**READING PASSAGE**

▼▼▼

I wouldn't expect to get much work if you have just done a course. I think publishers will usually look for people who have got some in-house publishing experience. Also, I do this sort of work (mainly scientific sub-editing) and I wouldn't be surprised if the amount of this sort of work decreases in the future as publishers are continually trying to cut costs and corners.

That's why I am also looking at other "revenue streams", so if you get any bright ideas, let me know.


----------



## Sue (Mar 26, 2011)

Paul Russell said:


> I wouldn't expect to get much work if you have just done a course. I think publishers will usually look for people who have got some in-house publishing experience. Also, I do this sort of work (mainly scientific sub-editing) and I wouldn't be surprised if the amount of this sort of work decreases in the future as publishers are continually trying to cut costs and corners.



A lot of technical/scientific publishers I know are not not only getting stuff laid out and printed in India/Thailand/the Philippines but also getting their copy editing/proofreading done there too. Quality is often questionable but it's all about the bottom line it seems.


----------



## vauxhallmum (Mar 26, 2011)

trashpony said:


> You know about theatre don't you? You could specialise in editing theses on those kind of courses


 
Now that is a good idea. Thanks


----------



## Maurice Picarda (Mar 26, 2011)

<snip>

Clever bot. 4 posts, all of which would just about work on any message board. And the spammy ones are on topic. Perhaps you're a meatware galley slave and not a bot at all, although spending time with you while you tried to pass the Turing test would probably be unrewarding. Anyway, post reported.

E2A: just to make it clear, that post was aimed at LittleBabyJesus and not at Vauxhall Mum, who is as real as real can be and wouldn't dream of shilling for dodgy sites.


----------



## mrs quoad (Mar 26, 2011)

▲▲▲

**DATA SHOWN**
▼▼▼

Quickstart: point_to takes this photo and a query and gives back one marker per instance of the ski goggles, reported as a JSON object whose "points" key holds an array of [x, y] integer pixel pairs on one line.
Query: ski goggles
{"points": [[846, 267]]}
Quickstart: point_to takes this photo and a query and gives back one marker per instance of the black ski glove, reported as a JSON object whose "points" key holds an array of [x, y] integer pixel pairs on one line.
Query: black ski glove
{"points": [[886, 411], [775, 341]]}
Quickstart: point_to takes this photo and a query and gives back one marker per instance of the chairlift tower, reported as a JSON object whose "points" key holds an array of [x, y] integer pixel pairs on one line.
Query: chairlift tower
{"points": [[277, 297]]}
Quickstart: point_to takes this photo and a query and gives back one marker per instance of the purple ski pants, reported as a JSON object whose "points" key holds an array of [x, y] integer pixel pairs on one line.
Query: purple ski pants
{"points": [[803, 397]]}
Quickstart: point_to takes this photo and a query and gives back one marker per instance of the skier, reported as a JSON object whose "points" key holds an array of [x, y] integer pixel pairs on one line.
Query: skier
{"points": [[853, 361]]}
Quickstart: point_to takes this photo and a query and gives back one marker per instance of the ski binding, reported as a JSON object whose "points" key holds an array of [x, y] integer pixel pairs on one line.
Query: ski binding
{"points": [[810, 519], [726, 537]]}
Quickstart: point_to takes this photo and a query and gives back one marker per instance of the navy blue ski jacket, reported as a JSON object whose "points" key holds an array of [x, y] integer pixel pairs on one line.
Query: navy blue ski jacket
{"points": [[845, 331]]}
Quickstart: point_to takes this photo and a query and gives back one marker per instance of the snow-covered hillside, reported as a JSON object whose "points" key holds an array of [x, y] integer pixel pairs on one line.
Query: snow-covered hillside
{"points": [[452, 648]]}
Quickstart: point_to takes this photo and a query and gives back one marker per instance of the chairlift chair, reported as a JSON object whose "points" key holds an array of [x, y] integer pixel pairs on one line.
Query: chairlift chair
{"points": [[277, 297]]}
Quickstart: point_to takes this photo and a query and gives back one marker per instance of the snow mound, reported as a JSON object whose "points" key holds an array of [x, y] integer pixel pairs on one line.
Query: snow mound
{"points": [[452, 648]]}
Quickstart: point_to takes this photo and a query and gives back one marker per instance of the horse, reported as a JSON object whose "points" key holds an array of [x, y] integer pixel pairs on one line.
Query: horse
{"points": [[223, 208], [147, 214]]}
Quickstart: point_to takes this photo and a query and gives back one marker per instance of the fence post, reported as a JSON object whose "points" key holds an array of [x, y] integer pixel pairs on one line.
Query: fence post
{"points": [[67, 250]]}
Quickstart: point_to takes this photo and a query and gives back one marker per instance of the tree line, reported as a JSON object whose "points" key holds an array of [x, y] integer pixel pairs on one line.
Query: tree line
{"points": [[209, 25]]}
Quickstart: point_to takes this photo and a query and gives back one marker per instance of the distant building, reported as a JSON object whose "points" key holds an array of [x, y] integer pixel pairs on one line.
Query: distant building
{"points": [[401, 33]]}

▲▲▲
▼▼▼

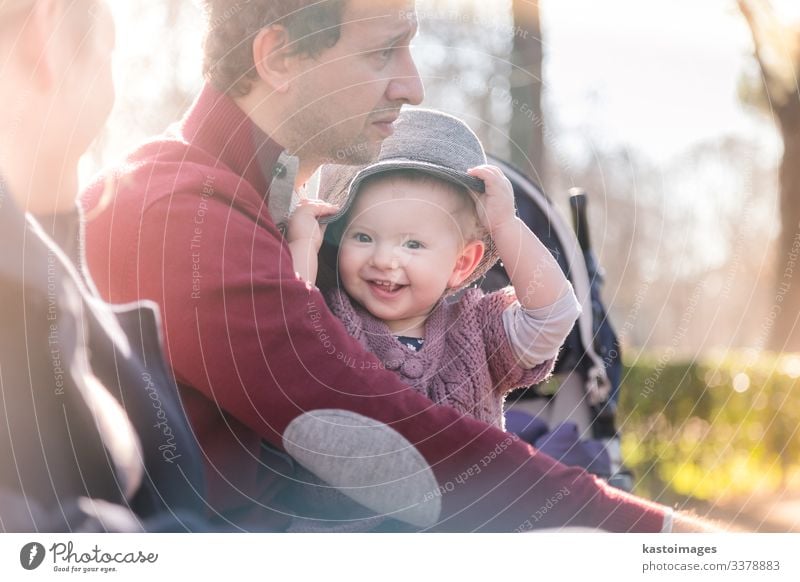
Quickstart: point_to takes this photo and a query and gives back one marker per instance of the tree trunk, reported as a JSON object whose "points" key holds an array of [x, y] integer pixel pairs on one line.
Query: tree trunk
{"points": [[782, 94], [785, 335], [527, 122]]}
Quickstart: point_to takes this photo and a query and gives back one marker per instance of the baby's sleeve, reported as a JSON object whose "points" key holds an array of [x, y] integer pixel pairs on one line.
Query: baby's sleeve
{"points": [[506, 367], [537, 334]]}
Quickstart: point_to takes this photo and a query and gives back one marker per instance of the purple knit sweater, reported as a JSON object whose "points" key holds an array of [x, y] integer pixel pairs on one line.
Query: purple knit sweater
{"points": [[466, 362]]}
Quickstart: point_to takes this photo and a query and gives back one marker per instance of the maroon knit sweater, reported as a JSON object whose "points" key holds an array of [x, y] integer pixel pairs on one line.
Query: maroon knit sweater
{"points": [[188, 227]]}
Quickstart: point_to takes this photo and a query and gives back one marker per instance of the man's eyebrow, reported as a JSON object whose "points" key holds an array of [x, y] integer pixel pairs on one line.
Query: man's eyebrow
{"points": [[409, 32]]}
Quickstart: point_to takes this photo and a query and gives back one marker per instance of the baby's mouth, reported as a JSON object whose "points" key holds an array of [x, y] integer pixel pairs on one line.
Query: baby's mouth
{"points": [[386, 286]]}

▲▲▲

**PROMPT 1**
According to the forum thread about editing work, why does the first poster expect the amount of scientific sub-editing work to decrease in the future? Answer in one to three sentences.
**PROMPT 2**
Carry on the forum thread about editing work from the point where it stops.
The rows play no part in this.

**EXERCISE RESULT 1**
The poster expects less of this work because publishers are continually trying to cut costs and corners.

**EXERCISE RESULT 2**
Maurice Picarda said:


> <snip>
> 
> Clever bot. 4 posts, all of which would just about work on any message board. And the spammy ones are on topic. Perhaps you're a meatware galley slave and not a bot at all, although spending time with you while you tried to pass the Turing test would probably be unrewarding. Anyway, post reported.
> 
> E2A: just to make it clear, that post was aimed at LittleBabyJesus and not at Vauxhall Mum, who is as real as real can be and wouldn't dream of shilling for dodgy sites.


 
Odd post is odd.


----------



## Maurice Picarda (Mar 26, 2011)

mrs quoad said:


> Odd post is odd.


 
A post was deleted to which mine was a sensible response. I then had to edit mine in case it upset poor old Vauxhall Mum.


----------



## vauxhallmum (Mar 26, 2011)

Don't know what went on there but..
'Poor Old Vauxhall Mum' ???


----------



## aspirationjones (Mar 26, 2011)

they're not a scam as such but they are in the same league as crap like Kleenezee (imho of course) insomuch that you will be competing against everyone else who is also doing the course for work as well as everyone else who is already a proofreader

these courses usually suggest everyone write a letter on completion to various publishers who get these every year and most likely just bin them now, seeing as these 'courses' have been going for donkeys years

there is an advert for a proof reader (as opposed to proofreader) on http://jobseekers.direct.gov.uk at the moment (in Burnley) and it is only £6ph.  It is something you can do from home - someone I know charges students the cheap rate of £12ph -more to grown ups and businesses - no idea if she makes a decent living from it as she is on DLA etc so I can't judge without asking her straight out how much she relies on that work/money

have you tried sticking *home based* or similar terms into jobseekers direct?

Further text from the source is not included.